[START]

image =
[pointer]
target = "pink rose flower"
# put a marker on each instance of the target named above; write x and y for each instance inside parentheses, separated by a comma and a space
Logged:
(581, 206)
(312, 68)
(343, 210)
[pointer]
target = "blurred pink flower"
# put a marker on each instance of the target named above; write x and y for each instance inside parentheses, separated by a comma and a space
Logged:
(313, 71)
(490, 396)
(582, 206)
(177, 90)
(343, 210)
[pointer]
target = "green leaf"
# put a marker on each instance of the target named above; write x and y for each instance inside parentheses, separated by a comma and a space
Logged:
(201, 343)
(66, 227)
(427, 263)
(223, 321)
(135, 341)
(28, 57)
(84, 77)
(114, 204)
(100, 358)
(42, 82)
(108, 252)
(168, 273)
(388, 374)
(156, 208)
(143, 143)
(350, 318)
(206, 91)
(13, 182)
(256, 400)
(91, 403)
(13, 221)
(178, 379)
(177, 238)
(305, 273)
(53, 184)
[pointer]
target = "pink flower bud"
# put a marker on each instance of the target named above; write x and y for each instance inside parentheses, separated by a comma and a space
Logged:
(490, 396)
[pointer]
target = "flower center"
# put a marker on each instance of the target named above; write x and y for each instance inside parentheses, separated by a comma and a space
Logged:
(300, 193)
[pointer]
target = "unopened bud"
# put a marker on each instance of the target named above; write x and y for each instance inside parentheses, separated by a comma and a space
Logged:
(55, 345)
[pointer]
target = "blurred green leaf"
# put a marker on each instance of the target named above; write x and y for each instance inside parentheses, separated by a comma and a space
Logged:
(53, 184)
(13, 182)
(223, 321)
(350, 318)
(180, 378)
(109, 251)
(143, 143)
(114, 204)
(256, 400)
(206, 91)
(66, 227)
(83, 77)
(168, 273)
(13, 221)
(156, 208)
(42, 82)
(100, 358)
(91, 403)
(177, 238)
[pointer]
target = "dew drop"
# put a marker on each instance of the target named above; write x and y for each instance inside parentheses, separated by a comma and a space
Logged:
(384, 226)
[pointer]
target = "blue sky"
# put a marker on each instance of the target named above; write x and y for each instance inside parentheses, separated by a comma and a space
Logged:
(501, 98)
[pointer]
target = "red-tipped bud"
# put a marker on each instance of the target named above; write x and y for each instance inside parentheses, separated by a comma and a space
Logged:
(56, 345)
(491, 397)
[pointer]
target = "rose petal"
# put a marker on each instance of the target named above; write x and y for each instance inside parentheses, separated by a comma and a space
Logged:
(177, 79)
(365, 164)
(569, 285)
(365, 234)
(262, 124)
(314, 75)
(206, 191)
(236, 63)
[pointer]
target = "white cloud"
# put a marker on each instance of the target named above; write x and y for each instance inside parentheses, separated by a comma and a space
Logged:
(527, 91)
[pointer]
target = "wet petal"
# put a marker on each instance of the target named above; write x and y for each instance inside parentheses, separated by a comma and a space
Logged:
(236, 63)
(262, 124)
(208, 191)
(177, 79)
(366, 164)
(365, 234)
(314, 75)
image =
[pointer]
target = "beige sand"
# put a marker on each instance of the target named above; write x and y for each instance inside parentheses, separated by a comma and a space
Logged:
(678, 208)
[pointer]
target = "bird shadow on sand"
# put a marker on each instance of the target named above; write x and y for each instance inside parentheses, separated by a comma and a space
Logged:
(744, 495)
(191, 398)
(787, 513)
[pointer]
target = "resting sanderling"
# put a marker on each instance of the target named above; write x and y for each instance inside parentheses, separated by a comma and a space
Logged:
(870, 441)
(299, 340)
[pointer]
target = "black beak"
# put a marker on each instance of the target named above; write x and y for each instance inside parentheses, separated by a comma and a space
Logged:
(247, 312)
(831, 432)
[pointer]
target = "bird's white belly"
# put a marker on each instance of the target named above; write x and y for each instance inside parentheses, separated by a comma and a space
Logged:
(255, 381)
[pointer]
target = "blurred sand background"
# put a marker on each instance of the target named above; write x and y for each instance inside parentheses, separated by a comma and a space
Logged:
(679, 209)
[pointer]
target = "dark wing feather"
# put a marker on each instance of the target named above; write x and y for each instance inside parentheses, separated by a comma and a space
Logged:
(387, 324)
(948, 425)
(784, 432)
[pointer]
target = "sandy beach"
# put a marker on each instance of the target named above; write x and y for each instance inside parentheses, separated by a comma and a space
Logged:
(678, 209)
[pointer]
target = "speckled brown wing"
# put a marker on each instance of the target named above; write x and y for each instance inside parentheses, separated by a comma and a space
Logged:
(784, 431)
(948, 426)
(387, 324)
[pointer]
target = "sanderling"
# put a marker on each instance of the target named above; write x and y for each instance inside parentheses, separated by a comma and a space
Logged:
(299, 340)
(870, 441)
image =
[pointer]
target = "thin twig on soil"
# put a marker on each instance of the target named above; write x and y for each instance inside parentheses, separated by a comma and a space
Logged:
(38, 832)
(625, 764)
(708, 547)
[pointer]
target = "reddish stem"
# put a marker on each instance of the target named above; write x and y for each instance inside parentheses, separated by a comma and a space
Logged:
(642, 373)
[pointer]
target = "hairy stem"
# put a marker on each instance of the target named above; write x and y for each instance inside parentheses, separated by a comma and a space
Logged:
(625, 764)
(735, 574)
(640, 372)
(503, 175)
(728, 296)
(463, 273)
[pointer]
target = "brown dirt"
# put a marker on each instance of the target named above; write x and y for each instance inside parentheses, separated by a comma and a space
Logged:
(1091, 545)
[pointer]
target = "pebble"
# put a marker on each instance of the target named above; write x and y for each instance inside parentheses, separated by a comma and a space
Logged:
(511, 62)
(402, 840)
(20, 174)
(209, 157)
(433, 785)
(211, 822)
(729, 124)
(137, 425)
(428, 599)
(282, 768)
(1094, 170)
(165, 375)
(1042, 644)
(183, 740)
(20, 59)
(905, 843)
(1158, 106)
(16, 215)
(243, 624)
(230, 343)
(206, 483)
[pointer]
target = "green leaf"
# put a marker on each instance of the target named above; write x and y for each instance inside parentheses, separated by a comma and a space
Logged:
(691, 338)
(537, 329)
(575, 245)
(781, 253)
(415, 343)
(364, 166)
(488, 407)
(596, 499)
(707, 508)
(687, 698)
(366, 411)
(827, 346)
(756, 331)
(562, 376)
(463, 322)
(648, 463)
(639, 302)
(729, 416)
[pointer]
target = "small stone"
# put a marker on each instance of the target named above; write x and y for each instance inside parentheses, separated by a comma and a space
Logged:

[END]

Task directions – Copy each record from above without leaving any out.

Problem solution –
image =
[pointer]
target = "pink rose flower"
# put a marker on each instance of the target named above; write x and y for each instance inside parentheses, separated by a comma and a space
Logged:
(581, 206)
(312, 68)
(343, 210)
[pointer]
target = "blurred pink flower"
# put a marker on each instance of the target named above; write x and y for each instance inside parentheses, separated by a comma and a space
Logged:
(313, 71)
(490, 396)
(582, 206)
(177, 90)
(343, 210)
[pointer]
target = "green leaf"
# put a marker on each instance of the target named above; write x and y for each instance inside parentheses, separated by a comma and a space
Logged:
(201, 343)
(66, 227)
(427, 263)
(223, 321)
(135, 341)
(28, 57)
(84, 77)
(114, 204)
(100, 358)
(42, 82)
(108, 252)
(168, 273)
(388, 374)
(156, 208)
(143, 143)
(350, 318)
(206, 91)
(13, 182)
(256, 400)
(91, 403)
(13, 221)
(178, 379)
(177, 238)
(305, 273)
(53, 184)
[pointer]
target = "pink flower bud"
# put a marker on each instance of the target named above; write x and y for each instance inside parentheses, separated by a comma and a space
Logged:
(490, 396)
[pointer]
target = "flower center"
# put a marker on each instance of the target named above; write x and y for each instance inside parentheses, separated by a comma and a space
Logged:
(300, 193)
[pointer]
target = "unopened bud"
# put a marker on each instance of the target named above; write x and y for each instance inside parentheses, separated by a comma and a space
Logged:
(55, 345)
[pointer]
target = "blurred green leaf"
# put a marker on each instance of the target named above; write x and y for each instance inside parentheses, separated by a comma and a space
Logged:
(53, 184)
(13, 182)
(223, 321)
(350, 318)
(180, 378)
(109, 251)
(143, 143)
(114, 204)
(256, 400)
(206, 91)
(66, 227)
(83, 77)
(168, 273)
(13, 221)
(156, 208)
(42, 82)
(100, 358)
(91, 403)
(177, 238)
[pointer]
target = "dew drop"
# put a marker on each instance of the target named above; write x and y for each instance inside parentheses, separated by a comma and a space
Logged:
(384, 226)
[pointer]
target = "blue sky"
# put a marker on each instance of the target named above; write x and y for each instance inside parentheses, separated by a comma and a space
Logged:
(501, 98)
[pointer]
target = "red-tipped bud"
# put a marker on each instance of the target named above; write x and y for each instance inside parentheses, separated by a comma and a space
Logged:
(56, 345)
(491, 397)
[pointer]
target = "rose petal"
# put a marker on each instance of the target named above; write x and y for each instance inside parentheses, separated by a comma and a space
Logged:
(177, 79)
(365, 164)
(569, 285)
(365, 234)
(262, 124)
(314, 75)
(206, 191)
(236, 63)
[pointer]
target = "white cloud"
# put a marker on each instance of the target named above; write x and y for each instance inside parentheses, separated by a comma and a space
Logged:
(527, 91)
[pointer]
target = "wet petal"
# put a marker on each instance of the target named above; write x and y for each instance inside parentheses, separated by a comma and a space
Logged:
(236, 63)
(262, 124)
(208, 191)
(177, 79)
(366, 164)
(365, 234)
(314, 75)
image =
[pointer]
target = "beige sand"
# put a marker on each instance of the target named above; write x and y for each instance inside parentheses, separated by a comma and a space
Logged:
(678, 208)
[pointer]
target = "bird shadow on sand"
# put a marker on each instance of the target named above; write x and y for each instance inside parentheses, separated by a comma and a space
Logged:
(744, 495)
(191, 398)
(787, 513)
[pointer]
target = "resting sanderling"
# put a marker on each instance of the target named above; write x and y for each instance inside parentheses, separated by a comma and a space
Logged:
(870, 441)
(299, 340)
[pointer]
target = "black beak"
# put a marker on each instance of the target named above; write x and y for each instance inside parentheses, separated by a comma and a space
Logged:
(247, 312)
(831, 432)
[pointer]
target = "bird's white belly"
# put a marker on each instance of the target named above; write x and y for each instance inside parentheses, separated by a comma and a space
Logged:
(255, 381)
[pointer]
target = "blurred sand background"
# put a marker on each instance of the target named above; write x and y for each instance inside parentheses, separated by a comma and a space
Logged:
(679, 209)
[pointer]
target = "dark wing feather"
# put a marker on each instance of the target named above; write x and y for each instance inside parentheses, separated by a comma and a space
Logged:
(387, 324)
(948, 425)
(784, 432)
[pointer]
target = "sandy beach"
# put a marker on each instance of the target named above; write x and y for each instance inside parentheses, separated by a comma and a space
Logged:
(678, 209)
[pointer]
target = "speckled brown wing"
# put a marker on each instance of the target named above; write x and y for each instance inside parentheses, separated by a comma and a space
Logged:
(784, 431)
(948, 426)
(387, 324)
[pointer]
target = "sanderling"
# put a marker on each instance of the target named above; write x and y for each instance inside parentheses, separated by a comma and a space
Logged:
(299, 340)
(870, 441)
image =
[pointer]
target = "thin twig on soil"
# put a marker on each instance of the target named above; write x and y for each instance inside parentheses, separated by a comma and a space
Logged:
(38, 832)
(625, 764)
(708, 547)
[pointer]
target = "reddish stem"
# put a marker on each instance of the target named above; write x and y for each instance inside parentheses, separated by a comma and a space
Logged:
(642, 373)
[pointer]
target = "hairy stem"
# put a marker on each instance of the target named above; write x and y for each instance inside parentheses, separated by a comma and a space
Logged:
(625, 764)
(735, 574)
(640, 372)
(503, 175)
(728, 296)
(463, 273)
[pointer]
target = "brown dirt"
# put a marker on each instance of the target named above; write x and y for each instance inside parentheses, separated by a comma and a space
Logged:
(1091, 545)
[pointer]
target = "pebble"
# put a marker on each instance of the target named above; write x and y for each instance inside parentheses, separated by a comma and a space
Logged:
(511, 62)
(402, 840)
(20, 174)
(209, 157)
(433, 785)
(211, 822)
(729, 124)
(137, 425)
(428, 599)
(282, 768)
(1094, 170)
(165, 375)
(1042, 644)
(183, 740)
(20, 59)
(905, 843)
(1158, 106)
(16, 215)
(243, 624)
(230, 343)
(206, 483)
[pointer]
target = "green leaf"
# put a marker on each instance of the target named above; write x and y for each instance inside parentheses, separated by a comma and a space
Logged:
(691, 338)
(537, 329)
(575, 245)
(781, 253)
(415, 343)
(364, 166)
(488, 407)
(596, 499)
(707, 508)
(687, 698)
(366, 411)
(827, 346)
(756, 331)
(562, 376)
(463, 322)
(648, 463)
(639, 302)
(729, 416)
[pointer]
target = "small stone"
# put a marker on each instance of the target named above; write x and y for each instance inside parentheses, separated by a comma and a space
Logged:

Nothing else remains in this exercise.